Entries supplied ▸
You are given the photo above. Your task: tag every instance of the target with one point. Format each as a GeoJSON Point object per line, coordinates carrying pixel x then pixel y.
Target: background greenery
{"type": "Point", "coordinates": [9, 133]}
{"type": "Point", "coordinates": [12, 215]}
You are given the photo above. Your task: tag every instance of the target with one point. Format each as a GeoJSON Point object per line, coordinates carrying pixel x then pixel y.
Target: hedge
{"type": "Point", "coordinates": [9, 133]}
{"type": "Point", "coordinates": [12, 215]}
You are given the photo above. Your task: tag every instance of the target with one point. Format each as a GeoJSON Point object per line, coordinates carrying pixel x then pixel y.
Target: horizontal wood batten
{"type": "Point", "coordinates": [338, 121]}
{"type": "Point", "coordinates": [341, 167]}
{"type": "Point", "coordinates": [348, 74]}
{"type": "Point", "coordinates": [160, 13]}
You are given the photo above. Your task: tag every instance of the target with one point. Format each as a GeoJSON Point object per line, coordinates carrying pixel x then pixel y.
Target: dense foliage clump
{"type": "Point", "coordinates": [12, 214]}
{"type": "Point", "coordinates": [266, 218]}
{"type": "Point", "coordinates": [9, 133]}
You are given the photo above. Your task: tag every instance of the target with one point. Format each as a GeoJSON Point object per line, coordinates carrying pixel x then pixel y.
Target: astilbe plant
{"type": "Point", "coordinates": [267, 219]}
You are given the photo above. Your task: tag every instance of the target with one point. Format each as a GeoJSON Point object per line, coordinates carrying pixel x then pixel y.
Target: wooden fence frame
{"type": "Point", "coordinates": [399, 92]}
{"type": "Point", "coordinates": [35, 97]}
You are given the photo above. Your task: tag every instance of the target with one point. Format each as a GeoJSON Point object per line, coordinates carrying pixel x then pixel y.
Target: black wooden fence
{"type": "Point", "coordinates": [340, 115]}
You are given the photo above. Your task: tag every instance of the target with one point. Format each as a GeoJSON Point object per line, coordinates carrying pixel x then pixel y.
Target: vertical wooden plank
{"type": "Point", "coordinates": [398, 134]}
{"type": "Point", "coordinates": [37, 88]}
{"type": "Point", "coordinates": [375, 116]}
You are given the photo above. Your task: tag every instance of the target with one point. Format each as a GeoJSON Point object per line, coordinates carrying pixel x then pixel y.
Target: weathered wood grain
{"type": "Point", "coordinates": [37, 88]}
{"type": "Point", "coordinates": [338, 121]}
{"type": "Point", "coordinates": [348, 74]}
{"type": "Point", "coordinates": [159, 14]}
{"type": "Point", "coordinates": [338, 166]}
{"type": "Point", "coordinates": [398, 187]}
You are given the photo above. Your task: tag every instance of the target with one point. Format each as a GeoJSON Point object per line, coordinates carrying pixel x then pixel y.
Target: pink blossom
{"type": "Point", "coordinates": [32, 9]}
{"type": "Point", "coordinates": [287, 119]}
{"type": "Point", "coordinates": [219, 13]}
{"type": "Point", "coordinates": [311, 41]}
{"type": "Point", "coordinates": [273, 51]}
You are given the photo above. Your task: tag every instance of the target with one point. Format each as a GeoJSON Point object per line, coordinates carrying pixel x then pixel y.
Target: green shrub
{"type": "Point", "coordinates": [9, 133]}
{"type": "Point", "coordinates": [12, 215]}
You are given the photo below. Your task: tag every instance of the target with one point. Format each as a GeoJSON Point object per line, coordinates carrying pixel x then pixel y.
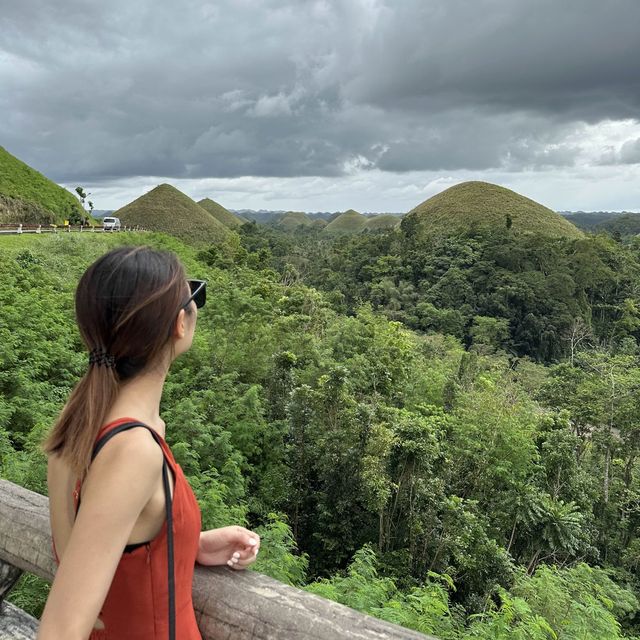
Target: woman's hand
{"type": "Point", "coordinates": [234, 546]}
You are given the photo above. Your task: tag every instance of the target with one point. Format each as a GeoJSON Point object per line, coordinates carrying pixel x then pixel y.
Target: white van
{"type": "Point", "coordinates": [111, 224]}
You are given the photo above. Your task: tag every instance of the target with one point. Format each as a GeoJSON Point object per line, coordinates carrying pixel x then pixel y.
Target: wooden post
{"type": "Point", "coordinates": [8, 577]}
{"type": "Point", "coordinates": [228, 604]}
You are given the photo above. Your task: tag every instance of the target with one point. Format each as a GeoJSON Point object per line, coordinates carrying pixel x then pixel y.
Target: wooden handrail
{"type": "Point", "coordinates": [228, 604]}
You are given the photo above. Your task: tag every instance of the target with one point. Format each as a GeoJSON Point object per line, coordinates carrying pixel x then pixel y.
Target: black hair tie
{"type": "Point", "coordinates": [102, 358]}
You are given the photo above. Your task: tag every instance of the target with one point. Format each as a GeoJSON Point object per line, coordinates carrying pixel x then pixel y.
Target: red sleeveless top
{"type": "Point", "coordinates": [137, 604]}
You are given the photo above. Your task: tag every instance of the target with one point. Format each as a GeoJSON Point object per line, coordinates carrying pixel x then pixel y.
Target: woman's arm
{"type": "Point", "coordinates": [119, 484]}
{"type": "Point", "coordinates": [235, 546]}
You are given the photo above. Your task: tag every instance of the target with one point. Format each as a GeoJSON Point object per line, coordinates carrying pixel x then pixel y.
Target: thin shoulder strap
{"type": "Point", "coordinates": [168, 509]}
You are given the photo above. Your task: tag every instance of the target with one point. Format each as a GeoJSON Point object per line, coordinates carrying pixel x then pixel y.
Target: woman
{"type": "Point", "coordinates": [108, 504]}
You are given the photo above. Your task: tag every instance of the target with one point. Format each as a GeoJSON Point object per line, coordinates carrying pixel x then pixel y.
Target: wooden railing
{"type": "Point", "coordinates": [18, 228]}
{"type": "Point", "coordinates": [228, 604]}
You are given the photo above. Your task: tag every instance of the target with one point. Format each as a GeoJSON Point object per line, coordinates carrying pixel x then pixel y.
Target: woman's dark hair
{"type": "Point", "coordinates": [127, 303]}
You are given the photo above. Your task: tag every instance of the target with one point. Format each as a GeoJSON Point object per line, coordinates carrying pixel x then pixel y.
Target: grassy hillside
{"type": "Point", "coordinates": [382, 222]}
{"type": "Point", "coordinates": [348, 222]}
{"type": "Point", "coordinates": [293, 219]}
{"type": "Point", "coordinates": [481, 205]}
{"type": "Point", "coordinates": [626, 224]}
{"type": "Point", "coordinates": [221, 214]}
{"type": "Point", "coordinates": [168, 210]}
{"type": "Point", "coordinates": [28, 196]}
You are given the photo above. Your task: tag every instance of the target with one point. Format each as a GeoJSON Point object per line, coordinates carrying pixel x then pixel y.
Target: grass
{"type": "Point", "coordinates": [348, 222]}
{"type": "Point", "coordinates": [293, 219]}
{"type": "Point", "coordinates": [28, 196]}
{"type": "Point", "coordinates": [471, 205]}
{"type": "Point", "coordinates": [168, 210]}
{"type": "Point", "coordinates": [382, 222]}
{"type": "Point", "coordinates": [221, 214]}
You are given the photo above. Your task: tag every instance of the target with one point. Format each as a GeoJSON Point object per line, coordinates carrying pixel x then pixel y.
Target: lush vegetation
{"type": "Point", "coordinates": [480, 206]}
{"type": "Point", "coordinates": [27, 196]}
{"type": "Point", "coordinates": [168, 210]}
{"type": "Point", "coordinates": [440, 432]}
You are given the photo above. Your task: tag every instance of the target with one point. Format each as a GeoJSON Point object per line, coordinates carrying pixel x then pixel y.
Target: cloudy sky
{"type": "Point", "coordinates": [326, 105]}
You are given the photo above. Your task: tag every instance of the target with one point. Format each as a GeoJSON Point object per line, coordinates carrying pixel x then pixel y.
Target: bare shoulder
{"type": "Point", "coordinates": [131, 451]}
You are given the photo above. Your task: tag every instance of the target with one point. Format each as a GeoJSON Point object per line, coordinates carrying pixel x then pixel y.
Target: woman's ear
{"type": "Point", "coordinates": [180, 327]}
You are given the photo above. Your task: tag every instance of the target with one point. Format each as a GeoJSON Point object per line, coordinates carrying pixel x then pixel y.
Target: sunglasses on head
{"type": "Point", "coordinates": [198, 293]}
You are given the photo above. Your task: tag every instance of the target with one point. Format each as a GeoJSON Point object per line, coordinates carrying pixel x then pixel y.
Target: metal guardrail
{"type": "Point", "coordinates": [18, 228]}
{"type": "Point", "coordinates": [228, 604]}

What you should do ▸ Reproduce, exactly and with nothing added, the lines from the one that includes "Target: sunglasses on head" through the last line of the material.

Exercise output ▸
Target: sunglasses on head
{"type": "Point", "coordinates": [198, 293]}
You are given the photo above. Your task: tag every instance of the target with one point. Format each as a GeoJSON Point object per line, coordinates carrying pixel x then pixel y.
Target: metal guardrail
{"type": "Point", "coordinates": [18, 228]}
{"type": "Point", "coordinates": [228, 604]}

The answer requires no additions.